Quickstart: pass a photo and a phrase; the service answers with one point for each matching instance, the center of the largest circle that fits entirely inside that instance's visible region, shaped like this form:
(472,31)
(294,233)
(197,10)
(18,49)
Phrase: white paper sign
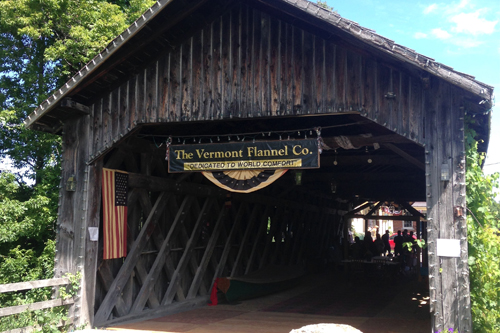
(448,248)
(94,233)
^^^^^^^^
### What is needed
Nothing but the pictures should be left out when the material above is copied.

### Output for this exercise
Quickstart: pass a photo and a phrase; the service answers with one point for each matching instance, the center of the largest circle that fits entirely inside that instance's visible region, shaped like this form:
(472,31)
(294,233)
(197,10)
(18,49)
Phrase: white paper sign
(448,248)
(94,233)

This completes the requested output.